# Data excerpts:
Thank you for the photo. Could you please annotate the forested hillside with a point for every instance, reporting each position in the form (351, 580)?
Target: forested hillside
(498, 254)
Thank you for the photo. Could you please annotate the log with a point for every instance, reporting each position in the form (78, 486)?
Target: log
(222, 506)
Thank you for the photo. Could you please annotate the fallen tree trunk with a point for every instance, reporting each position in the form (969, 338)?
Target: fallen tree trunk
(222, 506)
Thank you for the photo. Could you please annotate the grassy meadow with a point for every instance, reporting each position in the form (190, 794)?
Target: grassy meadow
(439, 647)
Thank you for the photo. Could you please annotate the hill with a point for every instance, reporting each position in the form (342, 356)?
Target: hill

# TASK REQUIREMENTS:
For each line in the data above that contains the string "Thank", extract the line.

# SOLUTION FOR THIS PROBLEM:
Thank you for the photo. Could you please annotate the forested hillside with a point for every instance, reporting each position in the form (351, 580)?
Thank you for the photo. Could you please annotate the log with a point for every instance, reporting each position in the form (78, 486)?
Thank you for the photo. Could you please annotate the fallen tree trunk with a point for every instance, reporting each position in the form (969, 338)?
Thank you for the photo. Could you please annotate the grassy meadow with a point for every instance, reporting each position in the form (190, 794)?
Thank you for the photo. Could you please annotate the hill with a point for every instance, reporting each position in the form (342, 356)?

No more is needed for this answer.